A run of records

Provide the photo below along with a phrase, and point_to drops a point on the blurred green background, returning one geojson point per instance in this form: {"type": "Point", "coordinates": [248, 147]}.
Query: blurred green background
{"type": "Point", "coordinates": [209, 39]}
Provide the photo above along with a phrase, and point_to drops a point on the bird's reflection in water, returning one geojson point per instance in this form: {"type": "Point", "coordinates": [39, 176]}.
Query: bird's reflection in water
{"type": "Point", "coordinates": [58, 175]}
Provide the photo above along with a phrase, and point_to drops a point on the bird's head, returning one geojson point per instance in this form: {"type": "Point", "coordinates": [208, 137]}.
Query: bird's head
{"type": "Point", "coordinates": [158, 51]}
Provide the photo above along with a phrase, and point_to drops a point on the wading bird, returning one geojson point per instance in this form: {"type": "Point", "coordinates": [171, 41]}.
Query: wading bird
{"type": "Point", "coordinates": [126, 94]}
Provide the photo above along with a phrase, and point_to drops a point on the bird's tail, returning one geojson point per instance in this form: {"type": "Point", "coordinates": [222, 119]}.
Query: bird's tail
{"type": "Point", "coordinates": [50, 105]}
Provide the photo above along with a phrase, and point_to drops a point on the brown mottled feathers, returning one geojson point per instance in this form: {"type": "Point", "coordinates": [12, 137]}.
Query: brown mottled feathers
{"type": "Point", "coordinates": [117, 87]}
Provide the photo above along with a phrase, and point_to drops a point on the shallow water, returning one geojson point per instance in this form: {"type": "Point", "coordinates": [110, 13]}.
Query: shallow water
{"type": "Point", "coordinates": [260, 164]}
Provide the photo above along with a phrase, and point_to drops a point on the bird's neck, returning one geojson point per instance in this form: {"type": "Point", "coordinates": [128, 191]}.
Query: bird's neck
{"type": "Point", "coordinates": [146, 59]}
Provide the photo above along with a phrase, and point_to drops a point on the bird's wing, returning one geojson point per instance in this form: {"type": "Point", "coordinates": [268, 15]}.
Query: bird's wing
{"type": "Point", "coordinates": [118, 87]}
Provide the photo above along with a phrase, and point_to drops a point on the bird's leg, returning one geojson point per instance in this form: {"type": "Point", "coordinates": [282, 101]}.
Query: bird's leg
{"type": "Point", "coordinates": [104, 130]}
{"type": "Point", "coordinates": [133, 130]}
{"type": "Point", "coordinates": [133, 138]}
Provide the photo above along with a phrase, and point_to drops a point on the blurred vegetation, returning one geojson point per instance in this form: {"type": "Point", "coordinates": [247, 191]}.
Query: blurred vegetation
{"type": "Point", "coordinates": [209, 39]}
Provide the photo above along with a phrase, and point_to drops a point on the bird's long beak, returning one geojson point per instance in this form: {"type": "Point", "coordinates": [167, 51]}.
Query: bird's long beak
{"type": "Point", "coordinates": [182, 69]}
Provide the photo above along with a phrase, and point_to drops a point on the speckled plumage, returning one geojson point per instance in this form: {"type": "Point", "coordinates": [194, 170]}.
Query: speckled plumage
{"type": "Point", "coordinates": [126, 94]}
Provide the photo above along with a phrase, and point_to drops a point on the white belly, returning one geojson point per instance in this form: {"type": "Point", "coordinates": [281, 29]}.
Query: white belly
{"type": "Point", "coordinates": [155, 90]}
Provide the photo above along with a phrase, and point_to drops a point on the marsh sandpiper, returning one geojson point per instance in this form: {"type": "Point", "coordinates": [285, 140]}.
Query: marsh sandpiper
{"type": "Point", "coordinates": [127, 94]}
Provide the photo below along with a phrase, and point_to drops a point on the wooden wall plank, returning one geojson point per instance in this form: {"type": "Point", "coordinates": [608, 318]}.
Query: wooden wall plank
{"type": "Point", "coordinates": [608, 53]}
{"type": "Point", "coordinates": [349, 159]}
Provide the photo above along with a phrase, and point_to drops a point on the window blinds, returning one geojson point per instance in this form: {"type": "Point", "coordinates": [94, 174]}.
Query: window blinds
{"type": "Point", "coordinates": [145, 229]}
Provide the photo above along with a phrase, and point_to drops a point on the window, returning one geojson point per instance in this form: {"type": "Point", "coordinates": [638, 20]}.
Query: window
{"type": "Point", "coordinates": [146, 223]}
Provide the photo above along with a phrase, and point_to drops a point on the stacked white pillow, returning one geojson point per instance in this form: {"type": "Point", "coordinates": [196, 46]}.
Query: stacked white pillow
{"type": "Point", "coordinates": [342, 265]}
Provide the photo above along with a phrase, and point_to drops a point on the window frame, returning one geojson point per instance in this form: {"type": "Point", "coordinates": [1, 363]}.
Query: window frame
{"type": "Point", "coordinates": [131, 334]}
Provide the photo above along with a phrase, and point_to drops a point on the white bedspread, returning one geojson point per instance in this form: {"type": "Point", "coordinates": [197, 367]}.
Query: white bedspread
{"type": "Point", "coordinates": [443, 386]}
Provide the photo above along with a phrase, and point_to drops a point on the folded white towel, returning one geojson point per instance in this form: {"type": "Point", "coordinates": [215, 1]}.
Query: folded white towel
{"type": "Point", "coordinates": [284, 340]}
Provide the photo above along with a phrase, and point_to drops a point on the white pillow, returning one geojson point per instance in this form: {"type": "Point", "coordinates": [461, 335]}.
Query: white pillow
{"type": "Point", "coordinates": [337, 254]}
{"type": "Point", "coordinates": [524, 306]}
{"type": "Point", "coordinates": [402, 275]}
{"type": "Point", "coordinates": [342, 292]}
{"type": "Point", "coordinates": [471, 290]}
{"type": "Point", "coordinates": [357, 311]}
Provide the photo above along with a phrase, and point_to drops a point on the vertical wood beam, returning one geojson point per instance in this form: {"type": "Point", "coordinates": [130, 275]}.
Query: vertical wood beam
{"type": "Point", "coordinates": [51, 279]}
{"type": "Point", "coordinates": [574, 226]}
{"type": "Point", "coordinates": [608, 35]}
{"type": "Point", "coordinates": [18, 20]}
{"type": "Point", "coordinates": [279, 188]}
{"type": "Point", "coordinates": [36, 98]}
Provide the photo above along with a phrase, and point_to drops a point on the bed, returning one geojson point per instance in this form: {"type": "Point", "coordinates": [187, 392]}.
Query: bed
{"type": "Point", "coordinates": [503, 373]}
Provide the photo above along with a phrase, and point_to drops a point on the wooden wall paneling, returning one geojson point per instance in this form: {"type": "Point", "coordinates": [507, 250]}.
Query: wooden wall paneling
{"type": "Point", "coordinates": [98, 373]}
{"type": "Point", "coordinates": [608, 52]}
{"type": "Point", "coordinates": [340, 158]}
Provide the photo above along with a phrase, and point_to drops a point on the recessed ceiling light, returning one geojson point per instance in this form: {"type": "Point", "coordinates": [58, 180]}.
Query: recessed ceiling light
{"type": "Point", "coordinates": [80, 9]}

*Problem description*. Extract every line above exactly as it stands.

*Task output*.
Provide the photo below along with a phrase, and point_to drops a point on the blurred green background, returning one geojson point per instance in this form: {"type": "Point", "coordinates": [248, 147]}.
Query: blurred green background
{"type": "Point", "coordinates": [209, 39]}
Provide the photo above along with a phrase, and point_to drops a point on the bird's reflection in water, returning one geojson point per instance in this form: {"type": "Point", "coordinates": [39, 176]}.
Query: bird's reflection in water
{"type": "Point", "coordinates": [58, 175]}
Provide the photo above along with a phrase, and point_to drops a point on the bird's head, returning one geojson point per instance in this form: {"type": "Point", "coordinates": [208, 137]}.
Query: bird's head
{"type": "Point", "coordinates": [158, 51]}
Provide the photo above along with a phrase, and point_to drops a point on the wading bird, returning one geojson point per instance in this form: {"type": "Point", "coordinates": [171, 41]}.
Query: wading bird
{"type": "Point", "coordinates": [126, 94]}
Provide the photo above along with a phrase, and point_to drops a point on the bird's tail, returning one geojson point per instance in this form: {"type": "Point", "coordinates": [222, 119]}.
Query: bird's tail
{"type": "Point", "coordinates": [50, 105]}
Provide the photo above along with a phrase, and point_to drops a point on the brown mottled feathers, returning one geojson point per instance in this form: {"type": "Point", "coordinates": [12, 137]}.
Query: brown mottled feathers
{"type": "Point", "coordinates": [117, 87]}
Provide the photo above along with a phrase, and point_to drops a point on the shallow water, returning one geojson point per instance in this form: {"type": "Point", "coordinates": [110, 13]}.
Query: shallow water
{"type": "Point", "coordinates": [260, 164]}
Provide the photo above along with a phrase, and point_to drops a point on the bird's neck, returning one geojson point per instance in this form: {"type": "Point", "coordinates": [128, 191]}.
Query: bird's neck
{"type": "Point", "coordinates": [146, 59]}
Provide the photo above along with a phrase, and point_to drops a point on the bird's wing, returning one geojson point per instance in this form: {"type": "Point", "coordinates": [268, 15]}.
Query: bird's wing
{"type": "Point", "coordinates": [118, 87]}
Provide the photo above along with a phrase, and point_to drops a point on the bird's leg, returning one geojson point per instance in this form: {"type": "Point", "coordinates": [282, 101]}.
Query: bird's leg
{"type": "Point", "coordinates": [104, 130]}
{"type": "Point", "coordinates": [133, 130]}
{"type": "Point", "coordinates": [133, 138]}
Provide the photo above along with a phrase, and point_to drops a point on the blurred vegetation, returning one geojson point per instance in this form: {"type": "Point", "coordinates": [247, 191]}.
Query: blurred vegetation
{"type": "Point", "coordinates": [209, 39]}
Provide the photo above along with a phrase, and point_to drops a point on the bird's long beak, returning one geojson point per instance in this form: {"type": "Point", "coordinates": [167, 51]}.
Query: bird's long beak
{"type": "Point", "coordinates": [182, 69]}
Provide the photo above along with a phrase, and point_to drops a point on the speckled plumage, returning one geojson point per instance in this form: {"type": "Point", "coordinates": [194, 170]}.
Query: speckled plumage
{"type": "Point", "coordinates": [126, 94]}
Provide the photo above along with a phrase, and point_to drops a point on the white belly, returning one geojson point per instance in this form: {"type": "Point", "coordinates": [281, 29]}.
Query: white belly
{"type": "Point", "coordinates": [155, 90]}
Provide the photo above along with a phrase, and point_to drops a point on the marsh sandpiper, returning one geojson point per instance in this form: {"type": "Point", "coordinates": [285, 140]}.
Query: marsh sandpiper
{"type": "Point", "coordinates": [127, 94]}
Provide the photo below along with a phrase, and point_to drops a point on the wooden wall plank, returning one geojson point per instance in this form: {"type": "Point", "coordinates": [608, 318]}.
Query: wooden wall plank
{"type": "Point", "coordinates": [608, 53]}
{"type": "Point", "coordinates": [349, 159]}
Provide the photo above along with a phrase, and point_to drops a point on the window blinds, returning one geojson point per instance in this form: {"type": "Point", "coordinates": [94, 174]}.
Query: window blinds
{"type": "Point", "coordinates": [145, 229]}
Provide the photo above along with a phrase, and point_to drops a point on the window, returning one geojson point per instance in this form: {"type": "Point", "coordinates": [638, 20]}.
Query: window
{"type": "Point", "coordinates": [146, 223]}
Provide the photo above along with a phrase, and point_to drops a point on the stacked white pillow, returning one geojson point per instance in this form: {"type": "Point", "coordinates": [196, 46]}.
Query: stacked white pillow
{"type": "Point", "coordinates": [342, 265]}
Provide the photo above along with a phrase, and point_to drops a point on the window frame, returning one geojson point per instance in this form: {"type": "Point", "coordinates": [1, 363]}.
Query: window frame
{"type": "Point", "coordinates": [131, 334]}
Provide the photo above along with a phrase, and point_to drops a point on the white bedspread, returning one geojson point per instance in this form: {"type": "Point", "coordinates": [197, 367]}.
Query: white bedspread
{"type": "Point", "coordinates": [443, 386]}
Provide the photo above along with a phrase, and point_to drops a point on the folded white towel, returning one geojson point per instance in this form: {"type": "Point", "coordinates": [215, 1]}.
Query: folded white towel
{"type": "Point", "coordinates": [284, 340]}
Provide the photo above along with a phrase, and point_to drops a point on the white pillow, returning one geojson point per instance in this form: {"type": "Point", "coordinates": [461, 335]}.
Query: white pillow
{"type": "Point", "coordinates": [337, 254]}
{"type": "Point", "coordinates": [524, 306]}
{"type": "Point", "coordinates": [402, 275]}
{"type": "Point", "coordinates": [342, 292]}
{"type": "Point", "coordinates": [471, 290]}
{"type": "Point", "coordinates": [357, 311]}
Provide the photo above along with a phrase, and point_to drops a point on the vertical wood beam, returning one geojson point per instance in this form: {"type": "Point", "coordinates": [130, 275]}.
Query: vertical wood beam
{"type": "Point", "coordinates": [51, 279]}
{"type": "Point", "coordinates": [574, 226]}
{"type": "Point", "coordinates": [608, 35]}
{"type": "Point", "coordinates": [18, 20]}
{"type": "Point", "coordinates": [279, 188]}
{"type": "Point", "coordinates": [36, 98]}
Provide the photo above along with a phrase, and point_to drops a point on the bed, returning one geojson point per instance in this form: {"type": "Point", "coordinates": [187, 392]}.
Query: bed
{"type": "Point", "coordinates": [503, 373]}
Provide the photo above along with a phrase, and point_to drops a point on the wooden wall paneling, returning one geojson point per instance in this form: {"type": "Point", "coordinates": [507, 250]}.
Query: wooden wall paneling
{"type": "Point", "coordinates": [98, 373]}
{"type": "Point", "coordinates": [608, 52]}
{"type": "Point", "coordinates": [340, 158]}
Provide the photo above along with a phrase, and point_to drops a point on the recessed ceiling light, returning one geojson point per instance in this form: {"type": "Point", "coordinates": [58, 180]}.
Query: recessed ceiling light
{"type": "Point", "coordinates": [80, 9]}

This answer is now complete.